課題項目
以下に示すすべてのレコードの各行を、一字一句変えずにそのまま引用せよ。

抽出済みレコード
..........
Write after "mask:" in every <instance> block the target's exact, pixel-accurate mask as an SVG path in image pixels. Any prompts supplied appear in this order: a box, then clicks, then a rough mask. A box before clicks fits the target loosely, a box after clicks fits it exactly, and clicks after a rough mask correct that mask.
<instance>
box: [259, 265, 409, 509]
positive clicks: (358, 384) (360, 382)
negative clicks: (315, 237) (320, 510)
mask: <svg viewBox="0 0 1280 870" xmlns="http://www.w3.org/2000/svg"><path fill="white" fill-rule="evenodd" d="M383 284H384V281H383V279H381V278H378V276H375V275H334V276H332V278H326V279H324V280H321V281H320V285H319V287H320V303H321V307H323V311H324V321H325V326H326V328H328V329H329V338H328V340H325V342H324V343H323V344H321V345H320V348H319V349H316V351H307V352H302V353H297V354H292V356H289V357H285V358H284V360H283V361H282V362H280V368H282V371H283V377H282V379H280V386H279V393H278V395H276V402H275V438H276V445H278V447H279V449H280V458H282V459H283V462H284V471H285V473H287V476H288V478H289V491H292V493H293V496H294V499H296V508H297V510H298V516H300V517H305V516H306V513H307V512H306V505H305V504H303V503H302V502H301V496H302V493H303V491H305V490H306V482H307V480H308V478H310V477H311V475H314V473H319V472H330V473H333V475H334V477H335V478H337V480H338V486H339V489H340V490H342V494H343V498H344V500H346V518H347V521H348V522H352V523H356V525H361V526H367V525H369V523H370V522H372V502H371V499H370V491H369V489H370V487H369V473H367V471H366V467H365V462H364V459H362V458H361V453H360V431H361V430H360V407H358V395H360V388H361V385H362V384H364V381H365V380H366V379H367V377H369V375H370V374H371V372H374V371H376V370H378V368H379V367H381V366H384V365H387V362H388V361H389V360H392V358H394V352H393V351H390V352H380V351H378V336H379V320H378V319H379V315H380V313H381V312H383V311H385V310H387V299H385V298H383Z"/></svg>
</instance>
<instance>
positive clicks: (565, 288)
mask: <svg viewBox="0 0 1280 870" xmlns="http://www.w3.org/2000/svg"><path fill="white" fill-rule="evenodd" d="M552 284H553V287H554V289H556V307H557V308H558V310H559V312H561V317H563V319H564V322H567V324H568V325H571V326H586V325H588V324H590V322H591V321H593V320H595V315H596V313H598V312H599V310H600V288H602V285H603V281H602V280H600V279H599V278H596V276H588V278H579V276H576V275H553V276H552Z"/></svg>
..........
課題への回答
Write after "mask:" in every <instance> block the target's exact, pixel-accurate mask as an SVG path in image pixels. Any prompts supplied appear in this order: a box, then clicks, then a rough mask. A box before clicks fits the target loosely, a box after clicks fits it exactly, and clicks after a rough mask correct that mask.
<instance>
box: [259, 265, 409, 509]
positive clicks: (358, 384) (360, 382)
negative clicks: (315, 237) (320, 510)
mask: <svg viewBox="0 0 1280 870" xmlns="http://www.w3.org/2000/svg"><path fill="white" fill-rule="evenodd" d="M383 284H384V281H383V279H381V278H378V276H375V275H334V276H332V278H326V279H324V280H321V281H320V285H319V287H320V303H321V307H323V311H324V321H325V326H326V328H328V329H329V338H328V340H325V342H324V343H323V344H321V345H320V348H319V349H316V351H307V352H302V353H297V354H292V356H289V357H285V358H284V360H283V361H282V362H280V368H282V371H283V377H282V379H280V386H279V393H278V395H276V402H275V438H276V445H278V447H279V449H280V458H282V459H283V462H284V471H285V473H287V476H288V478H289V491H292V493H293V496H294V499H296V508H297V510H298V516H300V517H305V516H306V513H307V512H306V505H305V504H303V503H302V502H301V496H302V493H303V491H305V490H306V482H307V480H308V478H310V477H311V475H314V473H319V472H330V473H333V475H334V477H335V478H337V480H338V486H339V489H340V490H342V494H343V498H344V500H346V518H347V521H348V522H352V523H356V525H361V526H367V525H369V523H370V522H372V502H371V499H370V491H369V489H370V487H369V473H367V471H366V467H365V462H364V459H362V458H361V453H360V431H361V430H360V407H358V395H360V388H361V385H362V384H364V381H365V380H366V379H367V377H369V375H370V374H371V372H374V371H376V370H378V368H379V367H381V366H384V365H387V362H388V361H389V360H392V358H394V352H393V351H390V352H380V351H378V336H379V320H378V319H379V315H380V313H381V312H383V311H385V310H387V299H385V298H383Z"/></svg>
</instance>
<instance>
positive clicks: (565, 288)
mask: <svg viewBox="0 0 1280 870" xmlns="http://www.w3.org/2000/svg"><path fill="white" fill-rule="evenodd" d="M552 284H553V287H554V289H556V307H557V308H558V310H559V312H561V317H563V319H564V322H567V324H568V325H571V326H586V325H588V324H590V322H591V321H593V320H595V315H596V313H598V312H599V310H600V288H602V285H603V281H602V280H600V279H599V278H596V276H588V278H579V276H576V275H553V276H552Z"/></svg>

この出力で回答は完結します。